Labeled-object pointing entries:

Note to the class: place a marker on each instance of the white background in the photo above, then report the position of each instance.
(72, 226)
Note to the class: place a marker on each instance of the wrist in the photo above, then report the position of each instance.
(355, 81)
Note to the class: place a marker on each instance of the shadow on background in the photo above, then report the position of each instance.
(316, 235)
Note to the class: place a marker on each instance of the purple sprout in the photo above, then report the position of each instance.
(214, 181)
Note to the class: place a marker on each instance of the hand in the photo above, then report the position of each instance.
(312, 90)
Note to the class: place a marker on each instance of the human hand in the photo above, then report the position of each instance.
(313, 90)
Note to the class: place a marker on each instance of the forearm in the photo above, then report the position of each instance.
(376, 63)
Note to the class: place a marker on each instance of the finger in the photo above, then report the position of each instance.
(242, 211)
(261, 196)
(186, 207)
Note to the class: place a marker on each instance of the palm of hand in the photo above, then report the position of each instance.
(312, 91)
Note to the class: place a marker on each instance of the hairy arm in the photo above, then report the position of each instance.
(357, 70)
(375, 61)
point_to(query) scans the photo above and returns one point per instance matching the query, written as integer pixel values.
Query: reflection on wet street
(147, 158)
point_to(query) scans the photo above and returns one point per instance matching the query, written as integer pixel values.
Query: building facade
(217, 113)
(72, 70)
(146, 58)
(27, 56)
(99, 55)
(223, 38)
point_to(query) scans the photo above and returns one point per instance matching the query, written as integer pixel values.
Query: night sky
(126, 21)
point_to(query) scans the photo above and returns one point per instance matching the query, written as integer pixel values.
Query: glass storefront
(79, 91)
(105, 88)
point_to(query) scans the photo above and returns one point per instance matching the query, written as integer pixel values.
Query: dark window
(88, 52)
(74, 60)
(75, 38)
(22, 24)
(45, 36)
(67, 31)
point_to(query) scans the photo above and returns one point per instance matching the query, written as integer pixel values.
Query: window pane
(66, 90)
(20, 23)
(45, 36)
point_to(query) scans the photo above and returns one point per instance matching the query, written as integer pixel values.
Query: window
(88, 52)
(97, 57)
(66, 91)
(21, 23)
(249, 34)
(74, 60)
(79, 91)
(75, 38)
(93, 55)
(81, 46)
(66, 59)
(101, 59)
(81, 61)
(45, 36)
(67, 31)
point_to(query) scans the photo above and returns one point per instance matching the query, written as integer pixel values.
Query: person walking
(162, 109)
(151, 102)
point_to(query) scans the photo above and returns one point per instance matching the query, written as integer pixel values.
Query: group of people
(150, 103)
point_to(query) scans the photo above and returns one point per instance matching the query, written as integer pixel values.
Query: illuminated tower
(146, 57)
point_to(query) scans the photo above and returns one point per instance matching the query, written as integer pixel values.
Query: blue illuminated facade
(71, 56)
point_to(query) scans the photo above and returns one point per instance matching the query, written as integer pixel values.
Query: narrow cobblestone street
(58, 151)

## YOUR OBJECTIVE
Your task is to print the whole listing again exactly.

## SOLUTION TO THE EXERCISE
Note to the class: place a marker on each instance of the white background in the photo above, then report the position of each instance.
(72, 226)
Note to the class: place a marker on each instance of the wrist in the photo above, then report the position of each instance.
(355, 81)
Note to the class: place a marker on each instance of the shadow on background in the photo above, then report the position of each instance.
(316, 235)
Note to the class: place a marker on each instance of the purple sprout in the photo above, then report the position of each instance.
(214, 181)
Note to the class: place a marker on each instance of the hand in the photo above, then report the position of each instance.
(312, 90)
Note to the class: place a marker on each instance of the human hand in the photo above, then report the position of each instance.
(313, 90)
Note to the class: place a marker on each instance of the forearm in the photo above, then report the position of each instance.
(376, 63)
Note to the class: place a marker on each instance of the finger in the photo above, then report the position of each instance.
(242, 211)
(261, 196)
(186, 207)
Note to the class: place a marker on each instance of the palm of hand in the photo above, then report the position of each instance.
(312, 91)
Note to the class: place a marker on each instance of the hairy arm in the photo above, then report the position of each instance.
(357, 70)
(375, 61)
point_to(query) scans the photo above and returns one point per instance matching the query, written as integer pixel values.
Query: reflection on wet street
(147, 158)
point_to(query) scans the photo above and returns one point per instance matching the query, written as integer pixel values.
Query: building facade
(217, 113)
(72, 70)
(146, 58)
(27, 56)
(99, 55)
(223, 38)
point_to(query) scans the photo above and returns one point per instance matching the query, written as integer pixel values.
Query: night sky
(126, 21)
point_to(query) scans the photo above and returns one point per instance matching the query, written as integer pixel values.
Query: glass storefront
(79, 91)
(105, 88)
point_to(query) scans the photo above and returns one point per instance matching the query, written as integer pixel values.
Query: dark window
(88, 52)
(74, 60)
(75, 38)
(22, 24)
(45, 36)
(67, 31)
point_to(query) scans the photo above and returns one point per instance matching the query, written as integer pixel values.
Query: window pane
(66, 90)
(20, 23)
(45, 36)
point_to(query) scans the photo above and returns one point per instance matching the query, written as integer pixel values.
Query: window
(88, 52)
(97, 57)
(66, 91)
(21, 23)
(249, 34)
(74, 60)
(79, 91)
(75, 38)
(93, 55)
(81, 46)
(66, 59)
(101, 59)
(81, 61)
(45, 36)
(67, 31)
point_to(query) scans the photo above and returns one point per instance matching the query, written as integer pixel values.
Query: person walking
(162, 109)
(151, 102)
point_to(query) scans the photo above and returns one point per instance matching the query, written as integer pixel values.
Query: group of people
(150, 103)
point_to(query) scans the photo above and returns one point per instance matching the query, written as integer pixel values.
Query: illuminated tower
(146, 57)
point_to(query) scans the photo above and returns one point per instance matching the query, written as integer pixel values.
Query: blue illuminated facade
(71, 56)
point_to(query) scans the photo above and returns one point per instance matching the query, written as integer pixel values.
Query: narrow cobblestone street
(58, 151)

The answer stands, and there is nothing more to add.